Instructions to follow => Can you give the lines again, starting at the one containing "Find the shower" and ending with the last line, substituting "occurrence" for "instance" and leaving everything else unchanged?

▬▬▬▬▬▬▬▬▬▬

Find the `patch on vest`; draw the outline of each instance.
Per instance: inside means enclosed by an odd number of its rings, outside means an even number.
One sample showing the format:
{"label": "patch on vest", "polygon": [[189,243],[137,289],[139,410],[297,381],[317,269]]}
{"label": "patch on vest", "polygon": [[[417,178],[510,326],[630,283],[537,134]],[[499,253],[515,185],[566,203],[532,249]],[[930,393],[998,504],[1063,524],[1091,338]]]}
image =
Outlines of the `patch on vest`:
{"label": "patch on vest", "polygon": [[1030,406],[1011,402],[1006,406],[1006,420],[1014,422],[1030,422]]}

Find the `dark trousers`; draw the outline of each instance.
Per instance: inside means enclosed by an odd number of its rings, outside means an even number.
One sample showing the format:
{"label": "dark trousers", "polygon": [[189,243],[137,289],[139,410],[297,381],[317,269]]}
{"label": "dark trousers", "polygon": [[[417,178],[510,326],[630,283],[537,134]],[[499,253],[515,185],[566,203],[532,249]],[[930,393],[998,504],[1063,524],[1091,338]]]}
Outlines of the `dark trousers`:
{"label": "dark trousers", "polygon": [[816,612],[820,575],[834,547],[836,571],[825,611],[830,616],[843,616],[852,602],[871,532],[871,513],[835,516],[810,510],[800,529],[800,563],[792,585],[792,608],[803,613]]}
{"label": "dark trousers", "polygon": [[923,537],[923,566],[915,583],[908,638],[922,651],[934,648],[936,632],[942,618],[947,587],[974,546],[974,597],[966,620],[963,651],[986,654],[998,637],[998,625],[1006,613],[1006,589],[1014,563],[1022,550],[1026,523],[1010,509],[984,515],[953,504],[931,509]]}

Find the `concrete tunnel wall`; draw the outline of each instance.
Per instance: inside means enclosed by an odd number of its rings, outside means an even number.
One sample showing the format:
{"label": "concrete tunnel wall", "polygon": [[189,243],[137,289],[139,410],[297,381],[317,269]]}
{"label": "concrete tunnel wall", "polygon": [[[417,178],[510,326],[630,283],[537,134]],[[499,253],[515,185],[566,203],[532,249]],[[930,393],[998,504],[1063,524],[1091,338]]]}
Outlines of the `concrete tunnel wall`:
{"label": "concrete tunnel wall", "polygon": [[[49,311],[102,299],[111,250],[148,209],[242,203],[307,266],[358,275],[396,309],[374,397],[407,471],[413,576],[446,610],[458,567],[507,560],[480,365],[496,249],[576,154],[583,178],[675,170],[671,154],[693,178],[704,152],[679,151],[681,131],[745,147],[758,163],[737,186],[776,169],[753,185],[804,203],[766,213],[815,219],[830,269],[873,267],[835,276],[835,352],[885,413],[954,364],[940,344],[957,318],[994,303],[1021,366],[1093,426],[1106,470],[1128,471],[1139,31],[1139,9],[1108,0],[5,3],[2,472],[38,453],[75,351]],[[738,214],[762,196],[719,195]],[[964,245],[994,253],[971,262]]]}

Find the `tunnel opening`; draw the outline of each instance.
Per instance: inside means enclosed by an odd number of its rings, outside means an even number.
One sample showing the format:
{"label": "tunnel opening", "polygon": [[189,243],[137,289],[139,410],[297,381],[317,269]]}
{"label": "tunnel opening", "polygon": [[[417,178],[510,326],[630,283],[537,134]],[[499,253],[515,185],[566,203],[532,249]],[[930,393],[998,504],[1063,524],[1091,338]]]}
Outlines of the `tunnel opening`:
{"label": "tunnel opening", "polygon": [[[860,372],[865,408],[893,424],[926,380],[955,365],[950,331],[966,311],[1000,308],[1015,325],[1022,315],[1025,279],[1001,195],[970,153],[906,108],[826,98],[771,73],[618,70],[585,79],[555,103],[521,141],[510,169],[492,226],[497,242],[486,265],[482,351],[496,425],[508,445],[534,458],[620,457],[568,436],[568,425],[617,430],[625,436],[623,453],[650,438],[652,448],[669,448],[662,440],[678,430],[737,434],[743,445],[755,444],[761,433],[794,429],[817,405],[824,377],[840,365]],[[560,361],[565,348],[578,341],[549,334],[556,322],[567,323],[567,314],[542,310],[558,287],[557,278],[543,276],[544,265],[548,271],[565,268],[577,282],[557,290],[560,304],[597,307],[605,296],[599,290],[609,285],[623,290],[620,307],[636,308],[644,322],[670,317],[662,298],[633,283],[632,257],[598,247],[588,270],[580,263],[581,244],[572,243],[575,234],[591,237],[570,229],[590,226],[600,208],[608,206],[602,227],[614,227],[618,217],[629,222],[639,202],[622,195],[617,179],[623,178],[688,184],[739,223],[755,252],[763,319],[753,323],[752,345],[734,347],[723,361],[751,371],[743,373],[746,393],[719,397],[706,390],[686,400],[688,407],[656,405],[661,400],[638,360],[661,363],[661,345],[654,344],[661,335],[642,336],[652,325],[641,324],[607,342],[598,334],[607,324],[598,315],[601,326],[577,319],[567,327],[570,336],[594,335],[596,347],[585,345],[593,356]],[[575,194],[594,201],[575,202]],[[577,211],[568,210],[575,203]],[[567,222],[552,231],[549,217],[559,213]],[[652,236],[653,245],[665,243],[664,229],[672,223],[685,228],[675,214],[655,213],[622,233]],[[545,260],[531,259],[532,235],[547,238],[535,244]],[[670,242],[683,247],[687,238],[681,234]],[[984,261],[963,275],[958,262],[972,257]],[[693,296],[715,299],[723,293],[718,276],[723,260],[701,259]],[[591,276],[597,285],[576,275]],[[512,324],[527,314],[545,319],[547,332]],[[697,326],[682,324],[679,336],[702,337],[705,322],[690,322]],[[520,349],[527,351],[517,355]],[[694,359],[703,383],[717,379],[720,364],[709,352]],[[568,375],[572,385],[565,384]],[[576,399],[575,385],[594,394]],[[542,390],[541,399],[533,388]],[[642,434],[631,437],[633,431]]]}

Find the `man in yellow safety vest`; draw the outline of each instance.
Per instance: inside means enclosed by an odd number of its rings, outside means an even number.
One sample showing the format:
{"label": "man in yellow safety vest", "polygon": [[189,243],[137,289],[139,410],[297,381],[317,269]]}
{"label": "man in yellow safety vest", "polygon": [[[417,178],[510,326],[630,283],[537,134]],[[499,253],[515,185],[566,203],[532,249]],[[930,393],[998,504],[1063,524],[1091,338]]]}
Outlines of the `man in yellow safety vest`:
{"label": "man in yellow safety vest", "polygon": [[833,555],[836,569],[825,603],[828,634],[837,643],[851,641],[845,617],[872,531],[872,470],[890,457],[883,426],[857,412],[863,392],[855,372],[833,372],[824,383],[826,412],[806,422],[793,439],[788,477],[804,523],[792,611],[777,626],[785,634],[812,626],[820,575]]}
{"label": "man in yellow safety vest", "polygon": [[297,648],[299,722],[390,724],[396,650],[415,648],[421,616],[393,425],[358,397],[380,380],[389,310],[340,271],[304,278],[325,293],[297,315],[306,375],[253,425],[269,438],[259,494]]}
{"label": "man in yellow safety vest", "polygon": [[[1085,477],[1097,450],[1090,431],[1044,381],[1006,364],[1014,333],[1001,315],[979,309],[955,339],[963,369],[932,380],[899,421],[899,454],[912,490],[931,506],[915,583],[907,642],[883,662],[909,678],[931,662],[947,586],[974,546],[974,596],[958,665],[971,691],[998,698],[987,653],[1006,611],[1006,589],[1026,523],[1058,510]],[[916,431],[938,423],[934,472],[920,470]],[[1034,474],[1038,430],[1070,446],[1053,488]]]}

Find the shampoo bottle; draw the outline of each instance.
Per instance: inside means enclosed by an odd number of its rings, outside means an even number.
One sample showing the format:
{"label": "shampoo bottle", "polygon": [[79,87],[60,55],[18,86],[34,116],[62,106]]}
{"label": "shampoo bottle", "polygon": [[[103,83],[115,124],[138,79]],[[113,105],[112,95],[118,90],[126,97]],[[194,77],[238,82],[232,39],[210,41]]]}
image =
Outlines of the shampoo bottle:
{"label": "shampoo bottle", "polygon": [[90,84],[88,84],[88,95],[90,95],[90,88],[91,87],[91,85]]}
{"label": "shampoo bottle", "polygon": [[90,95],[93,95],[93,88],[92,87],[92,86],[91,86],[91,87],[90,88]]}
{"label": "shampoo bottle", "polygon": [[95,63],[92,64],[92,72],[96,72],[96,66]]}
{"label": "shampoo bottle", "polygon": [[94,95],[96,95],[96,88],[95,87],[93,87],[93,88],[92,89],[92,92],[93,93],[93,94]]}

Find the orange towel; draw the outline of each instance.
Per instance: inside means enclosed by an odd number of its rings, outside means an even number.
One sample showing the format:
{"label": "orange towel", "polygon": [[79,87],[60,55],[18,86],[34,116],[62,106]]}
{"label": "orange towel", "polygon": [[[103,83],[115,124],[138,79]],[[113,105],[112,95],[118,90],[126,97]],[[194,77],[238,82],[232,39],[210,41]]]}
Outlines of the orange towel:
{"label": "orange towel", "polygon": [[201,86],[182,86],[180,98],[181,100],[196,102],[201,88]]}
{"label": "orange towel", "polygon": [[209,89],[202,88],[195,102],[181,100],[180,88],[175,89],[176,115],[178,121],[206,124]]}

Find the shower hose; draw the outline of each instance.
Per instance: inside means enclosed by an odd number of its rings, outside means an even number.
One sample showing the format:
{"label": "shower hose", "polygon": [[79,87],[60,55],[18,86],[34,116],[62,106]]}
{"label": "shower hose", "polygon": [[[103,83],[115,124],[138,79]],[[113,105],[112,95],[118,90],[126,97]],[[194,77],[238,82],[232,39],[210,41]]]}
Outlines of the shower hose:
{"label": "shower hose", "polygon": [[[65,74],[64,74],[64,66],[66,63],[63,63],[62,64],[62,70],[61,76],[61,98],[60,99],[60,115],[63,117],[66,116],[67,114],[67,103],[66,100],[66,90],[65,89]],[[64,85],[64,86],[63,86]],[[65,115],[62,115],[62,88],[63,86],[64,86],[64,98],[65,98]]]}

▬▬▬▬▬▬▬▬▬▬

Complete output =>
Find the shower hose; draw the outline of each occurrence.
Per occurrence: inside means enclosed by an odd number of its rings, outside means an even number.
One sample showing the format:
{"label": "shower hose", "polygon": [[79,87],[60,55],[18,86],[34,116],[62,106]]}
{"label": "shower hose", "polygon": [[[103,83],[115,124],[138,79]],[[113,105],[112,95],[118,90],[126,97]],[[194,77],[238,82],[232,39],[210,41]]]}
Outlines of the shower hose:
{"label": "shower hose", "polygon": [[[65,74],[64,74],[64,66],[66,63],[63,63],[62,64],[62,70],[61,76],[61,98],[60,99],[60,115],[63,117],[66,116],[67,114],[67,103],[66,100],[66,90],[65,89]],[[64,85],[64,86],[63,86]],[[65,115],[62,115],[62,88],[63,86],[64,86],[64,98],[65,98]]]}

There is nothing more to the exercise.